■ **Source**
»»
Ce matin. Petit déjeuner. "Bien dormi", m'entends-je adresser. "Oui", réponds-je la bouche pleine. "Tu n'as rien entendu ?". "Entendu quoi ?". "L'alarme incendie qui a hurlé à 1h du matin à côté de ta chambre". Heureusement que c'était une erreur. Faut dire qu'avec toute cette pluie je dors tranquille..
Vers 10h30 à la faveur d'une accalmie, je me mets en route. Et je repense à Tom, qui avait déjà préfiguré ma prochaine destination: Maribo (peut-être ne l'avais-je pas bien compris, à l'époque). Je fais rapidement une halte ravitaillement (que j'appellerai la halte bananes jus d'orange) et me remets en route.
Je passe à travers une ville portuaire qui me donne l'impression que, ça y est, je suis à la mer.
11h, la pluie se met à tomber. Les cyclistes sont serrés
sous les abribus. Les badauds brandissent leurs parapluies colorés, pour
faire croire encore aux naïfs qu'il y a un peu de soleil à cette
période de l'année dans leur ville humide. Les essuies glaces
surchauffent et peines à assumer pleinement leur mission. Les camions
éclaboussent les cyclistes téméraires qui tentent une percée désespérée à
travers la große Regen (neine, kleine Regen bitten, danke).
Mon manteau imperméabilisé tient 15 minutes.
14h, j'ai la dalle, je m'arrête sous un abribus non habité. J'y comble ma faim. J'hésite à y étancher ma soif, l'étanchéité relative de mes vêtements s'en est déjà chargé par les orifices poreux de ma peau, certainement adoucie par la pluie régionale connue, j'espère, pour ses bienfaits dermatologiques. Puis j'attends que ça passe. Avec vue sur une chaumière dont les Allemands ont toujours le secret.
15h, la pluie cesse. Le radar de
pluie m'indique un trou dans les nuages. Si je roule assez vite,
peut-être m'accompagnera-t-il jusqu'au ferry ? Offrira-t-il à la fin de mon parcours germanique le soleil qui lui a tant fait défaut ?
Fait notable, outre le ciel qui s'éclaircit, mon GPS décide de m'emmener dans des petits sentiers pittoresques et boueux dont j'avais presque oublié l'existence.
Dans une ville un peu plus loin, je croise Excalibur qui a été retirée du rocher puis clouée dessus pour nous narguer.
J'arrive ensuite non loin du pont qui permet de passer sur l'île de Fehmarn. Je me souviens qu'on m'a indiqué qu'il fallait passer par une petite porte, puis suivre un couloir cycliste très étroit que t'espère vraiment croiser personne sinon c'est dur surtout avec des bagages comme les tiens. En effet.
Et vu que d'autres cyclistes, m'ayant pris pour leur guide, me suivaient de près, je n'ai pas pu m'arrêter dans ce coupe-chambre à air pour prendre de jolies photos de la mer alors voici une photo avec un bout de doigt dans le cadre.
««
■ **Extraits du listing**
»»
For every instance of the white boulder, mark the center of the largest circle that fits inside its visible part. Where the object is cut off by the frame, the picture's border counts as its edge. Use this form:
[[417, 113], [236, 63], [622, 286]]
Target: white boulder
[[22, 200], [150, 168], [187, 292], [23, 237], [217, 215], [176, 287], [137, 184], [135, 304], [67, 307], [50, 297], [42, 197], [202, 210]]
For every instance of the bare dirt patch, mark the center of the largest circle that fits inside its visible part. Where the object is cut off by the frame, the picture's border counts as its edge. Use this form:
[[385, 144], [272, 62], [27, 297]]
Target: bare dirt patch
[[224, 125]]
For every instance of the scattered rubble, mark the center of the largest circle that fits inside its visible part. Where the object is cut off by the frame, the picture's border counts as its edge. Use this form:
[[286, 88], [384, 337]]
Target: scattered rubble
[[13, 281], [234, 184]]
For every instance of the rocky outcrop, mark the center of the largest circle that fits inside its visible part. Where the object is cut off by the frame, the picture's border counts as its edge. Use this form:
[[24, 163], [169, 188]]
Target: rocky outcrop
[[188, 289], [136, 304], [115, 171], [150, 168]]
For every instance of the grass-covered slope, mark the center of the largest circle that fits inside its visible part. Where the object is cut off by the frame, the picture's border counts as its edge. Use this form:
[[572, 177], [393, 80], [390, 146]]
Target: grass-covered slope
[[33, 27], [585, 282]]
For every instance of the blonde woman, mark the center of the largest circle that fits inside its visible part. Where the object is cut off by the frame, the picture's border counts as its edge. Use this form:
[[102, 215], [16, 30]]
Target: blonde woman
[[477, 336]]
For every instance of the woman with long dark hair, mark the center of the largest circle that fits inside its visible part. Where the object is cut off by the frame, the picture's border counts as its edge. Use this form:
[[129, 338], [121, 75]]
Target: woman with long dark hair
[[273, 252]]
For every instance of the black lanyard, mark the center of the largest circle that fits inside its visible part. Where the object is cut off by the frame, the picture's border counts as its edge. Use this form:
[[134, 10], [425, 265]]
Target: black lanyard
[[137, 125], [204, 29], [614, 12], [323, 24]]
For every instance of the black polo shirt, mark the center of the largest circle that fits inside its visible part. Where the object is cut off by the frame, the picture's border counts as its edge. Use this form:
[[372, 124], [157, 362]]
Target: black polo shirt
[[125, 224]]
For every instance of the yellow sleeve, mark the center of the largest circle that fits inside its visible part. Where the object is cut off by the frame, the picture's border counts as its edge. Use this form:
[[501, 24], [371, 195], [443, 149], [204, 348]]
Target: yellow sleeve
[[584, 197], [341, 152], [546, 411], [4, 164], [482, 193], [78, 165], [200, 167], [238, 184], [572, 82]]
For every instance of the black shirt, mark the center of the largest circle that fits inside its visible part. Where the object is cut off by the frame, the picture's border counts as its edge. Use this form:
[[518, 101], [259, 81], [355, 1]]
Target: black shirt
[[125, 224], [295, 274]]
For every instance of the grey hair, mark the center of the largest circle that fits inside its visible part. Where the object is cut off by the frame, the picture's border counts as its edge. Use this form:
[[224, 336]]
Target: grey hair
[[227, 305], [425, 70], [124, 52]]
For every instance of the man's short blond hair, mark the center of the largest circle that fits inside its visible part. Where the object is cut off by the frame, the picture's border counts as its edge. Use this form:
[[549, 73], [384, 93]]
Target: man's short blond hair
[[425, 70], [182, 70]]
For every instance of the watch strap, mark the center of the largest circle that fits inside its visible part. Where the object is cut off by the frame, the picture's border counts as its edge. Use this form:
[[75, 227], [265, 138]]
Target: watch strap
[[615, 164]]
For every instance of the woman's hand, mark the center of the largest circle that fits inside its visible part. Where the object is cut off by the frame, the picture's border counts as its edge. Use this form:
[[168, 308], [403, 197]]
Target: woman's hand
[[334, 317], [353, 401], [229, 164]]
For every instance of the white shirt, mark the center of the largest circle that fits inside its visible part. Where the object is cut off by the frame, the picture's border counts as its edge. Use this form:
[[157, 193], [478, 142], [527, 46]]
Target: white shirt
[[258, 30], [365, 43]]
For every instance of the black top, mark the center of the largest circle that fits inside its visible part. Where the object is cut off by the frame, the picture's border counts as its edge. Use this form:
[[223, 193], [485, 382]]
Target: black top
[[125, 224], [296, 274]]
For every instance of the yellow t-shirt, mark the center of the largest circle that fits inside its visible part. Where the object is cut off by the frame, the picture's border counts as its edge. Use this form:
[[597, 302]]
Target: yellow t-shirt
««
■ **À faire**
a. Dans le récit de voyage à vélo, reformulez plus brièvement le paragraphe qui commence par « 14h, j'ai la dalle », en gardant ses faits principaux.
b. Traduisez en anglais cette phrase du récit de voyage à vélo : « Je passe à travers une ville portuaire qui me donne l'impression que, ça y est, je suis à la mer. »
c. Poursuivez le récit de voyage à vélo à partir de l'endroit où il s'arrête.

■ **Réponses par tâche**
a. À 14h, j'ai faim et je m'arrête sous un abribus vide pour manger. J'hésite à boire, car la pluie a déjà traversé mes vêtements peu étanches. J'attends ensuite que l'averse passe, avec vue sur une chaumière typiquement allemande.

b. I ride through a port town that gives me the feeling that, this is it, I've reached the sea.

c.
Plus j'avance, plus le ciel est bleu. Je remarque que le ferry n'est plus qu'à 12 kilomètres et qu'il me reste 35 minutes. Par un rapide calcul, je me rends compte que c'est tout à fait possible de l'avoir en roulant à 25 km/h, avec même une petite marge. Commence alors un sprint effréné.
Sur les pistes cyclables, je me sens un peu comme Eddy Merckx qui part en vacance.
Je suis le Tom Boonen qui dois fuir l'Allemagne.
Je pousse sur mes jambes, je dépasse les quelques malheureux cyclistes qui se trouvent sur ma route.
Je pense à Tom et à Pierre-Antoine qui seraient épatés par une si belle performance.
Je respire, il ne faut pas flancher. Plus que 5 kilomètres.
J'aperçois la mer. J'ai encore un peu de temps.
Ça y est, j'arrive sur la côte.
Mais c'est pas du tout le ferry port. Qui est à 800 mètres d'ici.
Je m'y presse.
"Vous êtes bien à l'heure, vous serez dans le prochain départ, le ferry vient de partir."
Bon.
Le prochain départ c'est dans 30 minutes. Ça reste acceptable. Je me mets dans la file adéquate et j'attends patiemment qu'on m'indique où je dois me rendre.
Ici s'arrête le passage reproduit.